■ Task to carry out: Lines before the one containing "sign in this photo." are left out; copy that line and every later line through the end of the data exactly.

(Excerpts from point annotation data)
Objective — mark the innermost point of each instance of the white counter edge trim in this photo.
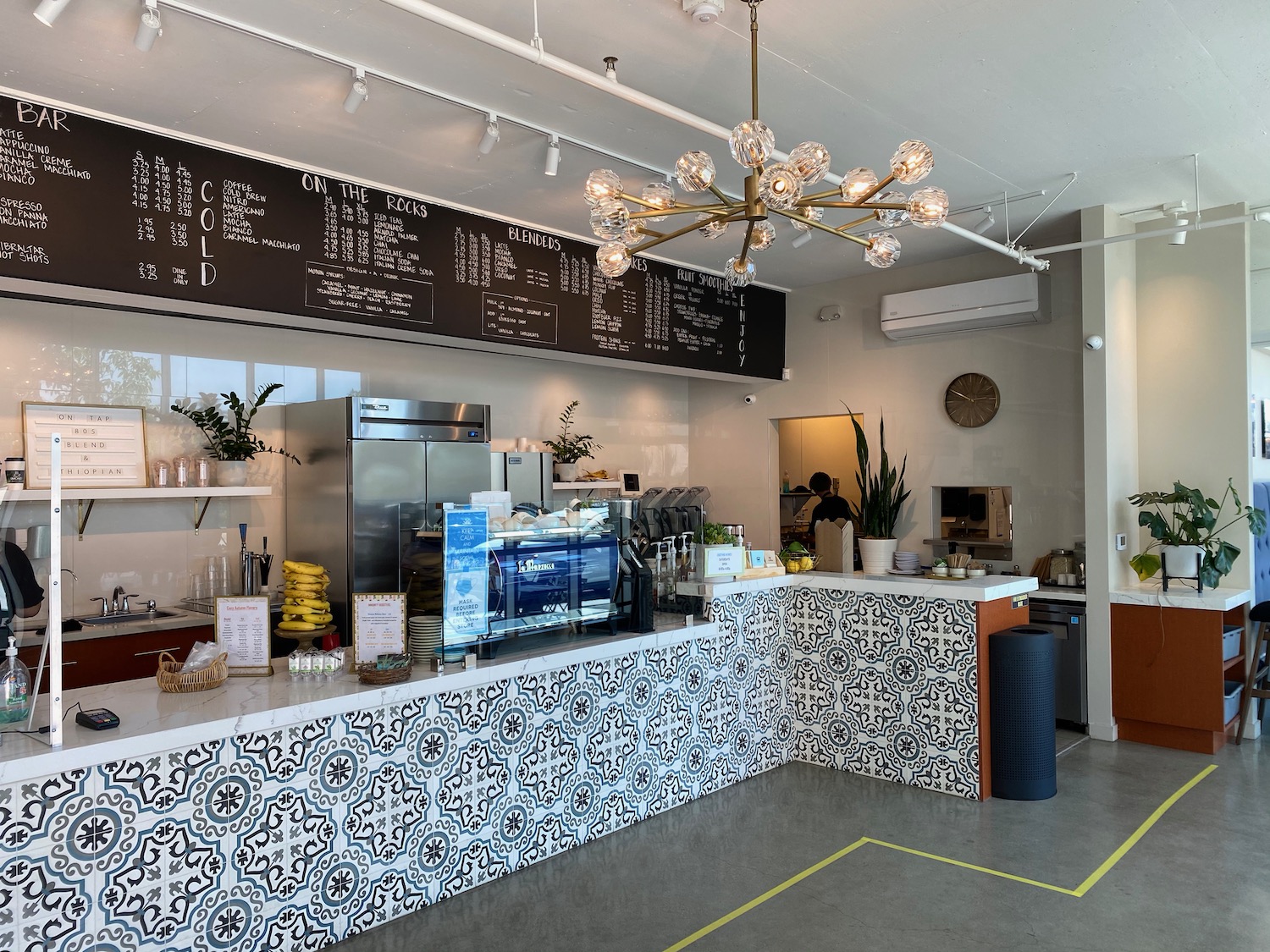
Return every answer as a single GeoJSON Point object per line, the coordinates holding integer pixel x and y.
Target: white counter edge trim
{"type": "Point", "coordinates": [1180, 596]}
{"type": "Point", "coordinates": [983, 589]}
{"type": "Point", "coordinates": [267, 703]}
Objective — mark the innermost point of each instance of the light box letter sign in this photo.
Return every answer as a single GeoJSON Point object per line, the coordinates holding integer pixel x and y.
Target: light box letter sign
{"type": "Point", "coordinates": [103, 447]}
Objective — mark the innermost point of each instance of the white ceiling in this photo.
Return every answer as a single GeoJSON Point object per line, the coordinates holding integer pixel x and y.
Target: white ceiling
{"type": "Point", "coordinates": [1011, 96]}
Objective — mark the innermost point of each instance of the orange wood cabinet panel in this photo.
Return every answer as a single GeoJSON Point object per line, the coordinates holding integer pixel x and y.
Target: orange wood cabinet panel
{"type": "Point", "coordinates": [119, 658]}
{"type": "Point", "coordinates": [1166, 675]}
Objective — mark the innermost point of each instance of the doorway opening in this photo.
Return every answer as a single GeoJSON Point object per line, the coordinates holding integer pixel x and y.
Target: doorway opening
{"type": "Point", "coordinates": [809, 444]}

■ Response to the task:
Objective — mark the innermost point of each instance of the light box letter sign in this photo.
Return every answer as a single GeoJSON Point object per line, the coordinates holding integer pixel x and y.
Target: light box letter sign
{"type": "Point", "coordinates": [103, 447]}
Objective — mark the innermost point of each instance of the white ceiling in this photo.
Return every answer as a single GeoJSON Point object per line, the coordinates holding integer pixel x and y.
Target: white ceiling
{"type": "Point", "coordinates": [1011, 96]}
Objective — mark the innermost point of each instance of the orange wood cabinet panel in this photo.
Return every answer as a single GeoJSON Point object per line, the coordinates holding integer pixel x and y.
Target: orange wood cabinet panel
{"type": "Point", "coordinates": [119, 658]}
{"type": "Point", "coordinates": [1166, 675]}
Objective — mark the innermost point of each instance of the doorway opening in this photo.
Return every answer as a single GeoJSON Point object per line, the coordinates holding integer pixel x and y.
Target: doorway opening
{"type": "Point", "coordinates": [809, 444]}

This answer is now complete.